> **Short exercise**: Copy out, exactly as written, only the line containing "Each instance of the brown leather book" and the lines after it through the end of the records.

== Data for the task

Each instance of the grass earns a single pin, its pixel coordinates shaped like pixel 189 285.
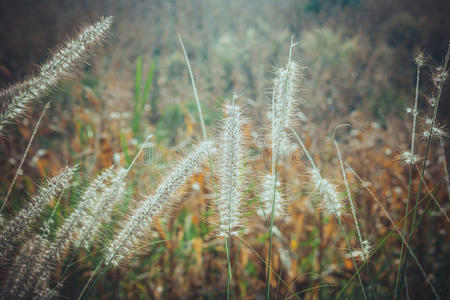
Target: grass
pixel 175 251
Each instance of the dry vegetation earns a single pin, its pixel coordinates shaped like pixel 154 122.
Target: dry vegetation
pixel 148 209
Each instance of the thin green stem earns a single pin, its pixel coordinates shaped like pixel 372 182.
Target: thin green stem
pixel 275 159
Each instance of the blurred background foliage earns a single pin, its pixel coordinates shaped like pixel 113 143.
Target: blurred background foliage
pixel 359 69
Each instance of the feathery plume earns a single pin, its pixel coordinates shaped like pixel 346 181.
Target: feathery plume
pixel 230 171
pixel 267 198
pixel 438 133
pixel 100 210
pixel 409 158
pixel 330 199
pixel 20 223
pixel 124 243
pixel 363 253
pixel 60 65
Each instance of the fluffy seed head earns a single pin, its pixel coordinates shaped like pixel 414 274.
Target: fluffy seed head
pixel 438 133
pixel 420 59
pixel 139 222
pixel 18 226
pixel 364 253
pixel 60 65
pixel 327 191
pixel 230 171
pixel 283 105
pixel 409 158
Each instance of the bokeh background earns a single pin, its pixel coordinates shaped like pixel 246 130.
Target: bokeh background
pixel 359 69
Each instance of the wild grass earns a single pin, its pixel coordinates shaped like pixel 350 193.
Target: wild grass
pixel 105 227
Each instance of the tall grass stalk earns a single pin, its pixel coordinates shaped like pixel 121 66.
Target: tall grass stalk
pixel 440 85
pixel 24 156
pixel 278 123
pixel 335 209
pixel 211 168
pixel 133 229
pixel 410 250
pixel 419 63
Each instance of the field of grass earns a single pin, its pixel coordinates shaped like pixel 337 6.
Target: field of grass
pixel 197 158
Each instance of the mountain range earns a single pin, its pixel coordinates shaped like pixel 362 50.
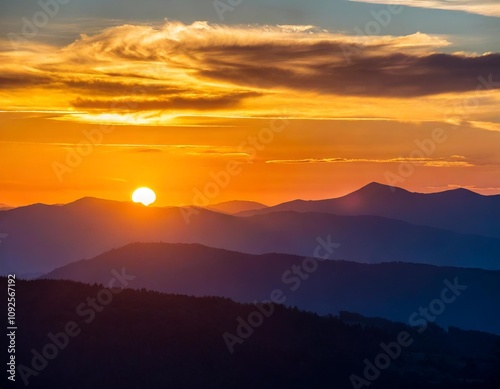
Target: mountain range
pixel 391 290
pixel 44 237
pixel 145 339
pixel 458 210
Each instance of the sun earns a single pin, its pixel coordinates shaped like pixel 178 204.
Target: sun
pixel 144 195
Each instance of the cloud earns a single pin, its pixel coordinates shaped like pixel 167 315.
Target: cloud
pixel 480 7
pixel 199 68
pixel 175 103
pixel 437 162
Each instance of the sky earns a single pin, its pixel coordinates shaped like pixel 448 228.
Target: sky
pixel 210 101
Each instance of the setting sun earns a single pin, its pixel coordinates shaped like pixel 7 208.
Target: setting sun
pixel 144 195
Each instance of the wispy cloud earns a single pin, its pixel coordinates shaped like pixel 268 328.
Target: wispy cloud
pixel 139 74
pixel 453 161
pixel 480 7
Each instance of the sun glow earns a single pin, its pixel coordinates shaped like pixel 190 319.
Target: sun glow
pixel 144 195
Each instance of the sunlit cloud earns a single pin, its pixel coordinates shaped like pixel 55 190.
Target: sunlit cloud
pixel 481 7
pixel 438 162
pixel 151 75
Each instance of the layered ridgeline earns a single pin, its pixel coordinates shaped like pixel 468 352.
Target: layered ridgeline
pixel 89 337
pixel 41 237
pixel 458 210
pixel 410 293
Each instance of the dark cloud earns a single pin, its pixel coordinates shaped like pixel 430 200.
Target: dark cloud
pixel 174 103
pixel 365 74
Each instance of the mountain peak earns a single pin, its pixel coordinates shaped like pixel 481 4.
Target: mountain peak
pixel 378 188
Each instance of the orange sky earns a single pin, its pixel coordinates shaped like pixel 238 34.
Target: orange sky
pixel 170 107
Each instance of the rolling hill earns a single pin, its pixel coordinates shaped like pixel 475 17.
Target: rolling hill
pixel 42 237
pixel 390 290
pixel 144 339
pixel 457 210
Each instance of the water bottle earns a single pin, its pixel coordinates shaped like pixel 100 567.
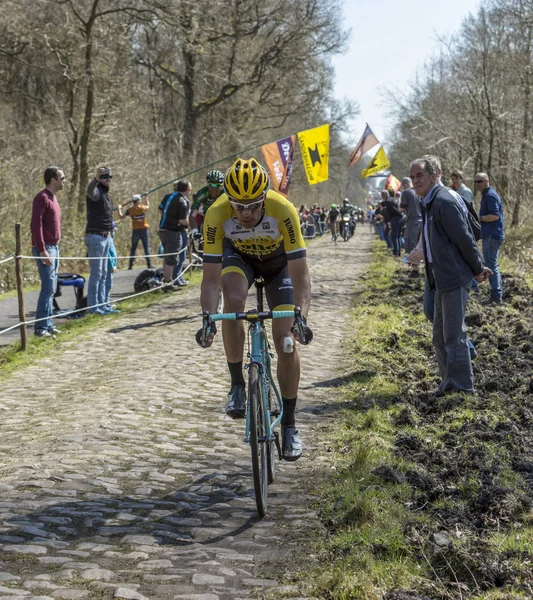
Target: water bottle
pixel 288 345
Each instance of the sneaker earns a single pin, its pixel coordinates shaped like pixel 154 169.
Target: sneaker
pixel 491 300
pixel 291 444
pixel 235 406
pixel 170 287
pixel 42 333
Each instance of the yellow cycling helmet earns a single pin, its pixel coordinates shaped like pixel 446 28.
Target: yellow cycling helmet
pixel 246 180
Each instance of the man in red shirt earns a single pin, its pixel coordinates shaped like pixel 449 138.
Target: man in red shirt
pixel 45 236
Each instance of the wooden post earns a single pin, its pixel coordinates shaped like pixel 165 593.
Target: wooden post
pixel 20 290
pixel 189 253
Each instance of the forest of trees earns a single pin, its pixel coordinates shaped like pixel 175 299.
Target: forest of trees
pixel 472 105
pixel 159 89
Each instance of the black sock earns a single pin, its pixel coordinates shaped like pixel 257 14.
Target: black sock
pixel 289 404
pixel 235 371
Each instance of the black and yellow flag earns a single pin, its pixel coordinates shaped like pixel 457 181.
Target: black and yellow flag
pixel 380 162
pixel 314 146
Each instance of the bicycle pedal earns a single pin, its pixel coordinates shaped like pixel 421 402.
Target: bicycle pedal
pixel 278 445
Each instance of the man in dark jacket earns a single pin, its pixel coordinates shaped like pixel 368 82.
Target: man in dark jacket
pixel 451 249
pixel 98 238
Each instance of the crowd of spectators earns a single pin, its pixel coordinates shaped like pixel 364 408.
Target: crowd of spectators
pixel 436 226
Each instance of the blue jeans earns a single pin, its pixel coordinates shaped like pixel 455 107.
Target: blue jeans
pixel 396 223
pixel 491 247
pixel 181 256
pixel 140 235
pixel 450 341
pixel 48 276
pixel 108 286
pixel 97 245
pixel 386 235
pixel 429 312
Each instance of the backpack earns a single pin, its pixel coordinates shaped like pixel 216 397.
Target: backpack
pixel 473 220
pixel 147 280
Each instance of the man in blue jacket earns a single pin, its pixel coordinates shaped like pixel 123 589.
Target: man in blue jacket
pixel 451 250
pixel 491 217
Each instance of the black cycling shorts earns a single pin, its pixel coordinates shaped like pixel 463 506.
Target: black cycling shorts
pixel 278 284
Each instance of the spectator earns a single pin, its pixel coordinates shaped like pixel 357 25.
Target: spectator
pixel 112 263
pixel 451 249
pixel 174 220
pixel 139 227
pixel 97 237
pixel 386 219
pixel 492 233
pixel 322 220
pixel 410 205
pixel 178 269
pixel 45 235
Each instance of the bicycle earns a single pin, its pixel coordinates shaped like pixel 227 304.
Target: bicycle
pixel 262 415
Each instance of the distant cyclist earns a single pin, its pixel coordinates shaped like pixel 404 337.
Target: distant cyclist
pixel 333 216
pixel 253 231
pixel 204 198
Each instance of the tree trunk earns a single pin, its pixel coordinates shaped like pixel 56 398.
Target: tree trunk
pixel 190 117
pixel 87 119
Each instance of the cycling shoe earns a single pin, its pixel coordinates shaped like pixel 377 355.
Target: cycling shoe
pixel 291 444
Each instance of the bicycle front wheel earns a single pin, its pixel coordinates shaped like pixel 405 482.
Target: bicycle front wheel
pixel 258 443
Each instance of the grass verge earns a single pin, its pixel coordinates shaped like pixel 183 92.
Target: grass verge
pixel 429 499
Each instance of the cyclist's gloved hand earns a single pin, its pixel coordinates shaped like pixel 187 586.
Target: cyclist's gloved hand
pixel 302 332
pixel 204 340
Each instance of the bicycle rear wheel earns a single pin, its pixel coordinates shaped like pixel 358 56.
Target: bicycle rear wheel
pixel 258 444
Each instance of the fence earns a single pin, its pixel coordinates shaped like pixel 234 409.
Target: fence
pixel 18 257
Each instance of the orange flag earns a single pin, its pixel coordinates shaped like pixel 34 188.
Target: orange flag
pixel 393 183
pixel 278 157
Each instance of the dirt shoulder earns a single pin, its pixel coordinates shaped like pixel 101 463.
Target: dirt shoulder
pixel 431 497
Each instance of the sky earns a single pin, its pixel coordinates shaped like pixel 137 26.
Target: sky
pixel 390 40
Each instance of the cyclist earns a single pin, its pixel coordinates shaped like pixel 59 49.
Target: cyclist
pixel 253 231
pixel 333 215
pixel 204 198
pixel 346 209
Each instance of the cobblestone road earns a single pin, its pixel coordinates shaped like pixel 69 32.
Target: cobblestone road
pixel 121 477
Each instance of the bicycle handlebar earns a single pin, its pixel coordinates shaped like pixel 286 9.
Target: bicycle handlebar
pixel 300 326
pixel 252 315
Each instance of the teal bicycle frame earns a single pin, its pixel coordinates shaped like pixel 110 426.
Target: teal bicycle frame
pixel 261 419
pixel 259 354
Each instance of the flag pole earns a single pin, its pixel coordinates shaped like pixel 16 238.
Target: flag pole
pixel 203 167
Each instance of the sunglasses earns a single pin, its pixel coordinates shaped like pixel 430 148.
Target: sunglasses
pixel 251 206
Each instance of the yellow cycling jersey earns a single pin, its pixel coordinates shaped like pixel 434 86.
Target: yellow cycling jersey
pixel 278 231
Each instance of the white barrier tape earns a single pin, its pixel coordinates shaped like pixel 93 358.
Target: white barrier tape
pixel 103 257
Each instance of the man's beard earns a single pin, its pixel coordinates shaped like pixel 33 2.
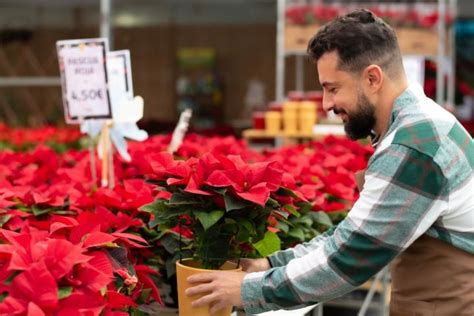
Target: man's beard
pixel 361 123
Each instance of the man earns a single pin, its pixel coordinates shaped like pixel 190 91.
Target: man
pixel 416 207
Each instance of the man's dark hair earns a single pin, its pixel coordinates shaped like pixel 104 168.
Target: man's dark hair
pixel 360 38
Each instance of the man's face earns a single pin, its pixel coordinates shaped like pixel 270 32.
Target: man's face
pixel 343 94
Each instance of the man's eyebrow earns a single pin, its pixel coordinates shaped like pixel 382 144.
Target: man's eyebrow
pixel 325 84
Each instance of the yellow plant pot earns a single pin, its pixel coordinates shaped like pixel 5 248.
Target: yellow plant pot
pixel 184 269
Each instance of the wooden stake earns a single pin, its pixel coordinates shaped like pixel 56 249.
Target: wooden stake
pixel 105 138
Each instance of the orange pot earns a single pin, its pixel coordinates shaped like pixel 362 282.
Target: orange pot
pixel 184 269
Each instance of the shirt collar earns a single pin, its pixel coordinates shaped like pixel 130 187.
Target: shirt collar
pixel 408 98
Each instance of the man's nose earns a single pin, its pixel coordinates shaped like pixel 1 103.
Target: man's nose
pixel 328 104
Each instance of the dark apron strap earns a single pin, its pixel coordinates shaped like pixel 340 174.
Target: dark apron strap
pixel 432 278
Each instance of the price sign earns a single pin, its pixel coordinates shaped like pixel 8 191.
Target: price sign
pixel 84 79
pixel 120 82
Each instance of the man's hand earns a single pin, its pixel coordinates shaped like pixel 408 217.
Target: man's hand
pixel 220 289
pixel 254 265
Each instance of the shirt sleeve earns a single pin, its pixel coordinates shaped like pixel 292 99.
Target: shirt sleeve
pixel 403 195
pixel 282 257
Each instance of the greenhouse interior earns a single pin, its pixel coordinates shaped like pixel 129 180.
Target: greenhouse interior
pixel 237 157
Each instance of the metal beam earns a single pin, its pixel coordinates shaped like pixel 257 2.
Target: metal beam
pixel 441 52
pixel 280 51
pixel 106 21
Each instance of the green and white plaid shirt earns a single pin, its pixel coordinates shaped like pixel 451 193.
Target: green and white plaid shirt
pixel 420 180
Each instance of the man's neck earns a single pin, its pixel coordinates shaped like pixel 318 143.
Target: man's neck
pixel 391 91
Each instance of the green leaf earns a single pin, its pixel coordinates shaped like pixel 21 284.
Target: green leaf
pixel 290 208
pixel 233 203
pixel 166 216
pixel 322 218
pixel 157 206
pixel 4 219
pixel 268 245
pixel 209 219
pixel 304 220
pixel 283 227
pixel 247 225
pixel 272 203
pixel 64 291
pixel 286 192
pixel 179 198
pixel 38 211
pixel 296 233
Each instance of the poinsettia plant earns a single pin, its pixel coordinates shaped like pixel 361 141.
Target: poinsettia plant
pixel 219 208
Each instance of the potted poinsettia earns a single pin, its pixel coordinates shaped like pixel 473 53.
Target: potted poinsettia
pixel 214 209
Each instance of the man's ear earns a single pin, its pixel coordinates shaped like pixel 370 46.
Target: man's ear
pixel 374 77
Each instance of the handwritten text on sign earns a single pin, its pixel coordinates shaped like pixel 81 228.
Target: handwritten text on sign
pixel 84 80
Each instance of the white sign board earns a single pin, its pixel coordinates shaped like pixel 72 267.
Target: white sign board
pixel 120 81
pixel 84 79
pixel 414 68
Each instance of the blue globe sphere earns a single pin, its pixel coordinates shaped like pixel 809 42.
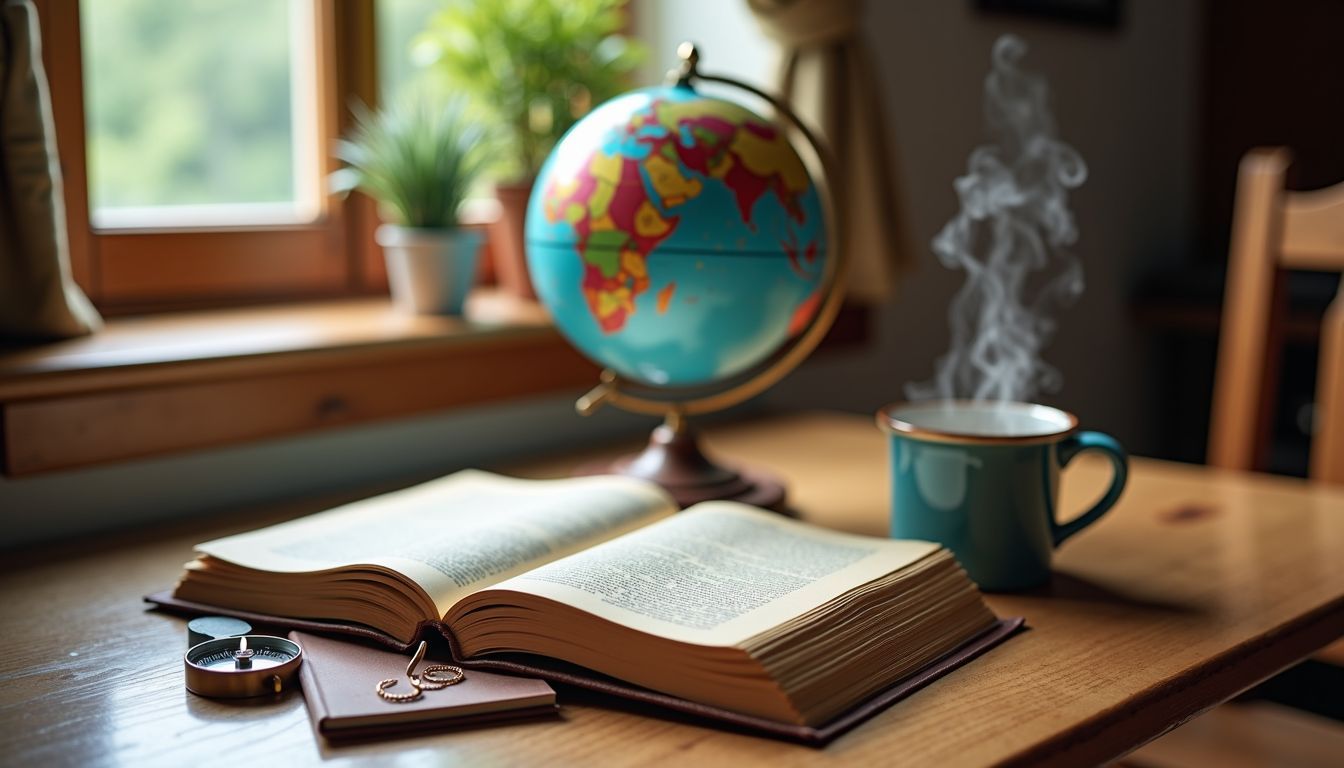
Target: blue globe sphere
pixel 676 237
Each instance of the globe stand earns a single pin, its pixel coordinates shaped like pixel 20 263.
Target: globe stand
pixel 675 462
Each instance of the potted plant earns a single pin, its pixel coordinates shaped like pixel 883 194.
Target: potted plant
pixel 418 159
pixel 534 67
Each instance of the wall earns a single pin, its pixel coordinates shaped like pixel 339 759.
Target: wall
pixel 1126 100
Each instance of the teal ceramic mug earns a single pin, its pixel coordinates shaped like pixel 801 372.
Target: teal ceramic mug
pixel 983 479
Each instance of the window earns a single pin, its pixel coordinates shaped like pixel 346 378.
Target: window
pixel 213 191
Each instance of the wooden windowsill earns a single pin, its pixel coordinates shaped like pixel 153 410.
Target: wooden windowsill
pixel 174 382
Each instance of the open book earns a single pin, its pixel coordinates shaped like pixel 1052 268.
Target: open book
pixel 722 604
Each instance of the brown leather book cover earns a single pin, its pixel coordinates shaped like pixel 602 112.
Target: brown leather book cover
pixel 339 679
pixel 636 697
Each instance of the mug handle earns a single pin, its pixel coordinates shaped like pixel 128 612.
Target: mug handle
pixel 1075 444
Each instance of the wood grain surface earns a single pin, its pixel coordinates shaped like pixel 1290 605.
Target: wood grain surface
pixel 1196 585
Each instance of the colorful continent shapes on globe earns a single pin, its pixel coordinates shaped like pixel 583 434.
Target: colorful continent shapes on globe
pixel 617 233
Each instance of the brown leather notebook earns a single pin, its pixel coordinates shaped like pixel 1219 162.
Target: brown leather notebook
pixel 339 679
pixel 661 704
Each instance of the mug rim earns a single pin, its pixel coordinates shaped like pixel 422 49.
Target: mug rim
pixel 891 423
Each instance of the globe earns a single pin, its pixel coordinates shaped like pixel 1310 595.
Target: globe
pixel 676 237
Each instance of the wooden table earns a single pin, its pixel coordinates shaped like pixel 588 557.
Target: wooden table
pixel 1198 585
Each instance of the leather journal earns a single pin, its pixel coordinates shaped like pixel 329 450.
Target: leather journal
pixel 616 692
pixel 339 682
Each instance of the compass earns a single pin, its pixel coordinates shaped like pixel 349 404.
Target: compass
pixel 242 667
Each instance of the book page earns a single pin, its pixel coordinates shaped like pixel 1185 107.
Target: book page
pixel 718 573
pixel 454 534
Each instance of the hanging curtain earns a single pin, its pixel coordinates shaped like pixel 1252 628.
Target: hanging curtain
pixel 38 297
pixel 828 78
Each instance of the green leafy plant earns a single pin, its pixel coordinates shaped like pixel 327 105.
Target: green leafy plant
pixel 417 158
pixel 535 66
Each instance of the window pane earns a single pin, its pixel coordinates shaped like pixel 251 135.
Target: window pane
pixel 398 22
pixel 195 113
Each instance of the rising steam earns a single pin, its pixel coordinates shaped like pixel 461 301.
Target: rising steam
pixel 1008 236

====

> **Result of the exercise**:
Each instance of the brown leather book cover earns a single pin, its pixel coordinates shaped like pixel 602 112.
Target: brown leather book cover
pixel 339 679
pixel 636 697
Each instance of the mug handle earns a single pin, its pixel coordinates shaped like pixel 128 612.
Target: mug handle
pixel 1075 444
Each instance of the wood grain surface earns a single pin, its pixel coordinates shaped like pixel 1290 605.
Target: wood grain surface
pixel 1196 585
Each instance of the colorful continent shapes on globe earns a single pin, its pixel coordinates shaped like pixel 583 434.
Target: colorful continent shapes on globe
pixel 617 233
Each instance of the brown leather notebook earns a single pin, its pixel coordinates shaped like pixel 1219 162.
Target: brown leather notebook
pixel 339 679
pixel 661 704
Each instance of the mug rim earns a single pin, its pixel coordinates shaped like pixel 422 49.
Target: mug rim
pixel 891 423
Each instance of the globe earns a single pin, its pixel coordinates shaped like pixel 1310 595.
Target: globe
pixel 676 237
Each instance of the wooden table earns a single pin, its pixel coordinates shaped like pixel 588 557.
Target: wooden table
pixel 1198 585
Each instance of the leather journal earns a single pin, its pixel coordinates shaped like pixel 329 450.
Target: leather journal
pixel 616 692
pixel 339 682
Each instance of the compass earns a single pin, its pixel coordinates shaped like pixel 349 404.
Target: compass
pixel 242 667
Each instance of the book page earns a single pin, its pixel coordinates shaped like pixel 1185 107.
Target: book page
pixel 718 573
pixel 454 534
Each instance of the hanging curtain earns a single pin, its pixel coordinates shaped like pixel 1252 628.
Target: hanging curtain
pixel 38 297
pixel 828 78
Each instance of the green leafy plant earns a single pin, its pixel coordinates shaped like pixel 327 105.
Target: green leafy plant
pixel 417 158
pixel 535 66
Each instance of the window pane earns a single pin, its pixel coordinates shaped like pixel 251 135.
Target: window pane
pixel 398 22
pixel 195 113
Each instance of the rising steam earns a single pin, its pixel coordinates shaped like pixel 461 301.
Target: rising steam
pixel 1008 236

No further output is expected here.